WHAT IS NEEDED:
With the string "ceiling" as the filter, copy each matching line from the records.

^^^^^^^^^^^^^^^^

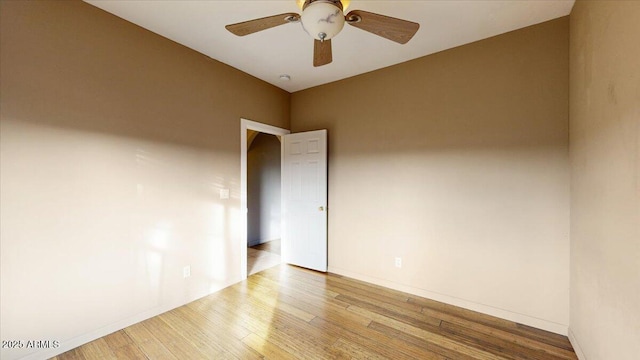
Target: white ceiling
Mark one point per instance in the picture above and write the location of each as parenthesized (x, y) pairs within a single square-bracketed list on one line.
[(287, 49)]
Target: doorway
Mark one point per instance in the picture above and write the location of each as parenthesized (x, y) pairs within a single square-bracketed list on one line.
[(263, 201), (261, 254)]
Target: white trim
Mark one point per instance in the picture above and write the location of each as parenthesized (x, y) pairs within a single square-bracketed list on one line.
[(245, 125), (576, 346), (482, 308)]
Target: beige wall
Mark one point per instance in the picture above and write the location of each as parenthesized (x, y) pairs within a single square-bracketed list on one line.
[(605, 179), (114, 145), (458, 163)]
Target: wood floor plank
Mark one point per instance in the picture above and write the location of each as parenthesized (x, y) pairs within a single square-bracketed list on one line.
[(149, 344), (426, 335), (506, 335), (266, 348), (416, 319), (432, 306), (494, 345), (287, 312), (385, 345), (98, 349)]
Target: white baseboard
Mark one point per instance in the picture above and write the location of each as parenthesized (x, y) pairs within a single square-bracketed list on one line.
[(73, 343), (576, 346), (482, 308)]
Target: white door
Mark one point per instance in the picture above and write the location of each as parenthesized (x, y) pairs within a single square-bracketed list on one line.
[(304, 199)]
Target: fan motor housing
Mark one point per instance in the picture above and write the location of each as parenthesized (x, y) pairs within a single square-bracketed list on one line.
[(337, 3), (322, 19)]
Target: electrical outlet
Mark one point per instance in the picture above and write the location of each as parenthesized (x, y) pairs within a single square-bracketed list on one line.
[(224, 193)]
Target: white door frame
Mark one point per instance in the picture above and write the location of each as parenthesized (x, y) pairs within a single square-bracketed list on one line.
[(245, 125)]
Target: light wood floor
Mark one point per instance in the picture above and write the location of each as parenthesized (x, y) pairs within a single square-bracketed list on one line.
[(290, 313)]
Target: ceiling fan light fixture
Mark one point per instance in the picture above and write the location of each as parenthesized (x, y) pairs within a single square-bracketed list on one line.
[(322, 20)]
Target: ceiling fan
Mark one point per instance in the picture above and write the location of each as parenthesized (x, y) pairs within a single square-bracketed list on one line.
[(324, 19)]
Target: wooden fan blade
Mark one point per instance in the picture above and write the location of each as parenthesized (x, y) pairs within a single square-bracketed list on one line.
[(398, 30), (253, 26), (322, 52)]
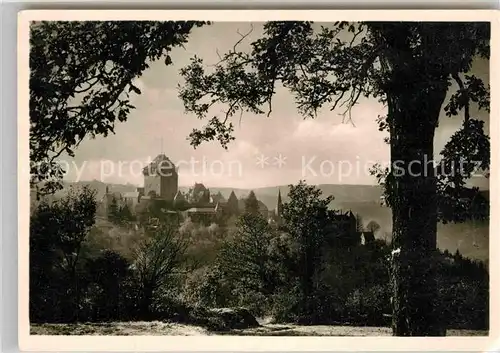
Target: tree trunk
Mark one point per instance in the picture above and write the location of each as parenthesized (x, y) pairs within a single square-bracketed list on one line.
[(413, 115)]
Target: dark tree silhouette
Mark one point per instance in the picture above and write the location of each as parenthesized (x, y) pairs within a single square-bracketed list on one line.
[(157, 257), (246, 259), (409, 67), (373, 227), (81, 75), (252, 204)]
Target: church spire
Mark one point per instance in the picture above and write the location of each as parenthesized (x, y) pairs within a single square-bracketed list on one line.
[(279, 206)]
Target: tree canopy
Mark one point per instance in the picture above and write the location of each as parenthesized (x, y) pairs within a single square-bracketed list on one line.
[(81, 78), (407, 66)]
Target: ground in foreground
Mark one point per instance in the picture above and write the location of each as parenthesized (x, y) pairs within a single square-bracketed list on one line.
[(174, 329)]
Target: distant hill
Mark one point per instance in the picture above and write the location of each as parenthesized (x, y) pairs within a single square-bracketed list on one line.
[(471, 239)]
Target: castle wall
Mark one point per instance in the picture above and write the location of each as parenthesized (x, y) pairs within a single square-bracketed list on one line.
[(151, 183), (169, 186)]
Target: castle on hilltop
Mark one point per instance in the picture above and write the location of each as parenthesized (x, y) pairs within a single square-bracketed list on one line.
[(161, 184)]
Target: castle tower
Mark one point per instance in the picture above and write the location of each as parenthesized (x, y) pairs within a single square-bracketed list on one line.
[(161, 178), (279, 207)]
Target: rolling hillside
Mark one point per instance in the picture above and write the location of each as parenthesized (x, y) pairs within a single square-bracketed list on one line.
[(471, 239)]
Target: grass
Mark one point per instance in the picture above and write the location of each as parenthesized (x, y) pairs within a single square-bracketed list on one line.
[(157, 328)]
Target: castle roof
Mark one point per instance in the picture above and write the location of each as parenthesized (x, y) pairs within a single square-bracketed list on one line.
[(161, 164), (179, 196)]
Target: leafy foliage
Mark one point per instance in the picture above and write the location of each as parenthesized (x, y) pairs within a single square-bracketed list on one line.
[(407, 66), (156, 258)]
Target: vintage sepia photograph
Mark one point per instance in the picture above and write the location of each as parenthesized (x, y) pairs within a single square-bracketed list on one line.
[(259, 178)]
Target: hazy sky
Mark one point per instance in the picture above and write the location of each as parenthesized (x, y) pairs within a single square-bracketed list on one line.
[(316, 150)]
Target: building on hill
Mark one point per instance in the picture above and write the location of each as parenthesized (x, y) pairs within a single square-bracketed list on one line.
[(275, 216), (161, 178), (216, 198)]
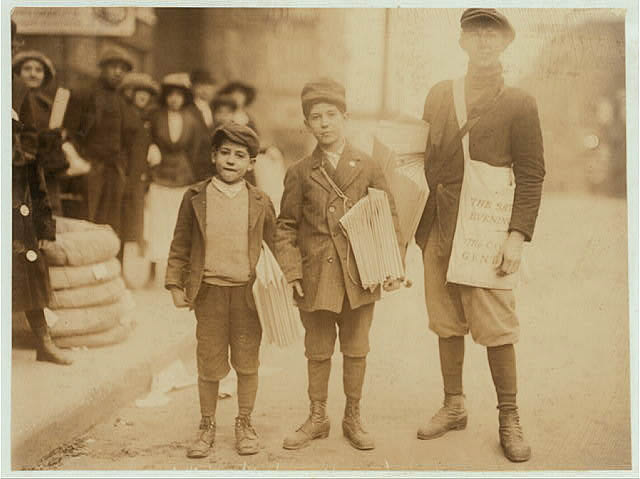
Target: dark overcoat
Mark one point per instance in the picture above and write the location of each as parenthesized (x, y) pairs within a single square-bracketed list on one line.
[(508, 134), (310, 245), (185, 269), (31, 214)]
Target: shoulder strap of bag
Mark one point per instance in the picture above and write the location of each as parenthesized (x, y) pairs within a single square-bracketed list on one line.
[(455, 144)]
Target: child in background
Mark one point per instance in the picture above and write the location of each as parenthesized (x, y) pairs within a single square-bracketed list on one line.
[(216, 245)]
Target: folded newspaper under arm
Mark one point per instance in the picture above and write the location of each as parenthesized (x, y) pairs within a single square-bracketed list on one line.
[(399, 150), (279, 316), (369, 228)]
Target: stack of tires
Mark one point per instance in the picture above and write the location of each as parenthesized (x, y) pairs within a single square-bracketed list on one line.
[(89, 300)]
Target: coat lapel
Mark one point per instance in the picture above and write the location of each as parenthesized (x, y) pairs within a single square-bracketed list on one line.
[(316, 174), (349, 167), (199, 202)]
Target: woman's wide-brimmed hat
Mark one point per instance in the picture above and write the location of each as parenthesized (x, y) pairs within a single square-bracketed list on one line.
[(21, 57)]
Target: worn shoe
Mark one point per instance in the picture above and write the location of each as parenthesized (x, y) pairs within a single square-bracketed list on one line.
[(246, 437), (205, 439), (452, 416), (316, 426), (514, 446), (352, 427), (48, 351)]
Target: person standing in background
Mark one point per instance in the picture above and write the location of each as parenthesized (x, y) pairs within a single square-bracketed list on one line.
[(105, 132), (504, 131), (38, 73), (176, 133), (143, 92), (32, 221), (203, 87)]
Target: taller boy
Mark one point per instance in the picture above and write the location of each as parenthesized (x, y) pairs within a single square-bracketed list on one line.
[(316, 259)]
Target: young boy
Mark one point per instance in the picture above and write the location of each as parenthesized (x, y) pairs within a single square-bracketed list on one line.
[(216, 245), (316, 259)]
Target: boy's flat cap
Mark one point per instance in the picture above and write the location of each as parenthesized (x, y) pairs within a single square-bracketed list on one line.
[(140, 81), (238, 134), (114, 53), (472, 15), (323, 89)]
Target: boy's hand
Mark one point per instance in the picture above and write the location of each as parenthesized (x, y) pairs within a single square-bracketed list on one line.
[(511, 254), (179, 298), (297, 288), (392, 284)]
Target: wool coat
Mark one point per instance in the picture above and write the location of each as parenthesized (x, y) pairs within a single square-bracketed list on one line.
[(310, 246), (508, 134), (185, 269)]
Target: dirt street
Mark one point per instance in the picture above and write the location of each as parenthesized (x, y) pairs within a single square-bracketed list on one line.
[(573, 366)]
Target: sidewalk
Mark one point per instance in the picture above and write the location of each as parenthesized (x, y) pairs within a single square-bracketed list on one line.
[(52, 404)]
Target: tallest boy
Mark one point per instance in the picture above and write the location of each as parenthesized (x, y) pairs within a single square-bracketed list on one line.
[(506, 134), (317, 260)]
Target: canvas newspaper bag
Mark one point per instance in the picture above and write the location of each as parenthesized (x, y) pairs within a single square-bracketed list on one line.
[(484, 214)]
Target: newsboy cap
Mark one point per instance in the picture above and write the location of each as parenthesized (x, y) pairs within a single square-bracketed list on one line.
[(323, 90), (477, 15), (114, 53), (240, 134), (140, 81), (21, 57)]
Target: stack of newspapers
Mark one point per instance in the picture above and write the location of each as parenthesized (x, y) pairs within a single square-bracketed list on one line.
[(399, 150), (372, 236), (279, 317)]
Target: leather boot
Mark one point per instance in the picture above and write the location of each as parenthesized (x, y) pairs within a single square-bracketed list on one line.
[(246, 437), (352, 427), (514, 446), (46, 350), (316, 426), (451, 416), (204, 440)]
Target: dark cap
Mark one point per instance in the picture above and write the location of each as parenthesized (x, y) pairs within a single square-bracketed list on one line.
[(473, 16), (323, 90), (202, 76), (114, 53), (240, 134)]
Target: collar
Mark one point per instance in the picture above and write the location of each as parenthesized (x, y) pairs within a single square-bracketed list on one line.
[(229, 190)]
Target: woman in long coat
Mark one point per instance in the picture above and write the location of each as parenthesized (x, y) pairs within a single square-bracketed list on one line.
[(32, 223), (174, 167), (38, 73)]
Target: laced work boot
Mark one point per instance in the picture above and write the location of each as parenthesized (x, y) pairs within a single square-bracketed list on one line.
[(352, 427), (512, 439), (451, 416), (47, 350), (316, 426), (205, 439), (246, 437)]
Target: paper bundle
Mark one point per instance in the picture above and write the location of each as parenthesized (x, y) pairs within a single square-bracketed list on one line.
[(399, 150), (279, 317), (369, 227)]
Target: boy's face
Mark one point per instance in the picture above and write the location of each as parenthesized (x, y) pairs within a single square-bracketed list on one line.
[(232, 161), (222, 114), (483, 44), (327, 123)]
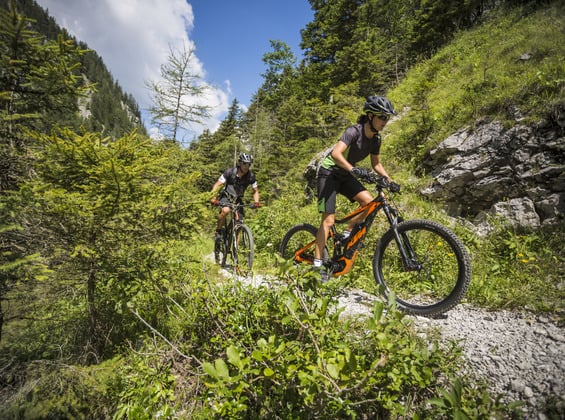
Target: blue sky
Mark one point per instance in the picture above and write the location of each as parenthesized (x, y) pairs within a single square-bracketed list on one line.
[(229, 38)]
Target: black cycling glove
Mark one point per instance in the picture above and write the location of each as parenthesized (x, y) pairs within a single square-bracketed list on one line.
[(359, 172), (394, 187)]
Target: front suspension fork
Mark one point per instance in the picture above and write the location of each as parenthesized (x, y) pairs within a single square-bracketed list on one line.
[(408, 255)]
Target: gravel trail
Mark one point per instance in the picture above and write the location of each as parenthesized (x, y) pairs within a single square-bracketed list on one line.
[(521, 355)]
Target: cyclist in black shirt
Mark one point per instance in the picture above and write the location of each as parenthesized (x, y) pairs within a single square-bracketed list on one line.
[(338, 174), (235, 181)]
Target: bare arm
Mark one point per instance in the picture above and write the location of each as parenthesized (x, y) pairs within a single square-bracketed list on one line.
[(337, 155), (378, 167)]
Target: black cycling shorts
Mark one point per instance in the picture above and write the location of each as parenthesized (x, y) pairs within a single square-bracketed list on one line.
[(332, 182)]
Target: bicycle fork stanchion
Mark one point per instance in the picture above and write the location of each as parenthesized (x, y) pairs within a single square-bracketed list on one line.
[(406, 252)]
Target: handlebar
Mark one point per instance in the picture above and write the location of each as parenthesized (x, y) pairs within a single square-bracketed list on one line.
[(236, 205)]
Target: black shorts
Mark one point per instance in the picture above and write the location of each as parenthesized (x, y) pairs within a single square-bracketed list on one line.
[(332, 182), (226, 199)]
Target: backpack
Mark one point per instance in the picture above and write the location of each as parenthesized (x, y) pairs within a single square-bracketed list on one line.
[(311, 171)]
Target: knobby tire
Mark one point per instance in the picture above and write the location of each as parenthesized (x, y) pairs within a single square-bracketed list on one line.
[(443, 278), (245, 250), (297, 237)]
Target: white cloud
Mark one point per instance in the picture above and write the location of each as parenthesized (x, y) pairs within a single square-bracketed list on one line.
[(134, 38)]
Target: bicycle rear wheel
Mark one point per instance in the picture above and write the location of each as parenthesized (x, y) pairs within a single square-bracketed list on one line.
[(440, 270), (243, 250), (300, 237), (220, 251)]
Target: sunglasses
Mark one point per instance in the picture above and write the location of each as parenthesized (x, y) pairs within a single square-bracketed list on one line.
[(383, 117)]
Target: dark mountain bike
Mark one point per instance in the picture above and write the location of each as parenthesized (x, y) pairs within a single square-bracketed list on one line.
[(422, 263), (235, 248)]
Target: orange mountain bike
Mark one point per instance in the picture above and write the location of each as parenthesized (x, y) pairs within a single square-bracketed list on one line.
[(421, 262)]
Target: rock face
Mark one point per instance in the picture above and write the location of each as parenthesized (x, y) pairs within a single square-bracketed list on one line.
[(516, 173)]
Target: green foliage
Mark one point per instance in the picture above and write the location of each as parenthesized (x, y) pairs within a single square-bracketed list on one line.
[(309, 361), (103, 251), (511, 62), (56, 390), (515, 270), (145, 389)]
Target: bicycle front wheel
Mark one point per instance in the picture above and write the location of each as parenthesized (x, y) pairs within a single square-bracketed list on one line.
[(243, 250), (438, 271)]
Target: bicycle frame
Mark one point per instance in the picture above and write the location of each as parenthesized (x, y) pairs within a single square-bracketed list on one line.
[(233, 219), (342, 260)]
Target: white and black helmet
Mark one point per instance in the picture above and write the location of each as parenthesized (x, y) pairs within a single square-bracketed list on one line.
[(245, 158), (379, 105)]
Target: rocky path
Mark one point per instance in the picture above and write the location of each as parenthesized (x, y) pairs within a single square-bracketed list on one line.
[(521, 355)]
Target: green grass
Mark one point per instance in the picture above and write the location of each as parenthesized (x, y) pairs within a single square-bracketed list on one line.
[(482, 75)]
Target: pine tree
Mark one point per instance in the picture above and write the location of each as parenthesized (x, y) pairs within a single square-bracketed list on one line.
[(177, 97)]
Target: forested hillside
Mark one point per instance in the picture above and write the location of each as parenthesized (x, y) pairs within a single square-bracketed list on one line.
[(110, 304)]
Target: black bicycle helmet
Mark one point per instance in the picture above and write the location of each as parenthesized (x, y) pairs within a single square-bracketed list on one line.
[(379, 105), (245, 158)]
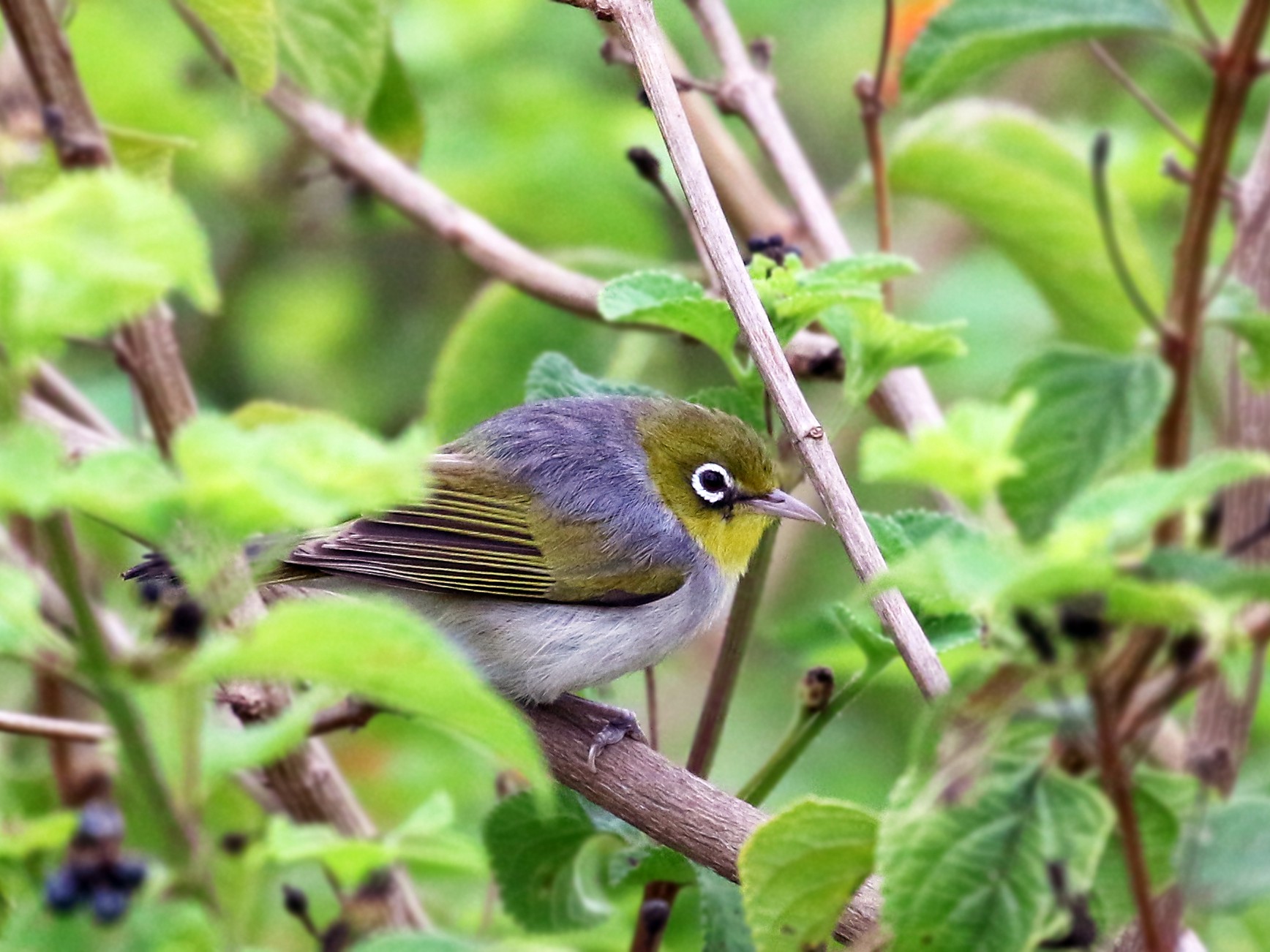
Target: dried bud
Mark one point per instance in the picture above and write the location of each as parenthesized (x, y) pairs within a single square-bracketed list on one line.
[(1082, 619), (295, 902), (1037, 634), (816, 690), (645, 164)]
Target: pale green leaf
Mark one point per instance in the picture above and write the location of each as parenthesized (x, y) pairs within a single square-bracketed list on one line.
[(800, 869), (1128, 507), (538, 864), (1091, 412), (966, 457), (723, 915), (554, 376), (874, 344), (1231, 869), (972, 877), (666, 300), (146, 155), (1028, 192), (395, 116), (351, 861), (336, 50), (386, 654), (91, 252), (248, 34), (971, 37), (307, 472)]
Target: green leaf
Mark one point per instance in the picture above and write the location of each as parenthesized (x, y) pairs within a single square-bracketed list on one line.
[(554, 376), (503, 333), (723, 915), (395, 117), (874, 343), (336, 50), (31, 470), (350, 860), (971, 37), (248, 34), (1016, 181), (1127, 507), (228, 749), (743, 401), (386, 654), (800, 869), (1230, 867), (1091, 412), (666, 300), (91, 252), (1162, 803), (973, 876), (536, 864), (146, 155), (305, 472), (968, 457)]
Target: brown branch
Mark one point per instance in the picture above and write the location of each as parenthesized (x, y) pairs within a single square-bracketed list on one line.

^^^^^^^^^^^^^^^^

RESULT OF THIS TASK:
Target: white ceiling
Target: ceiling fan light fixture
Target: ceiling fan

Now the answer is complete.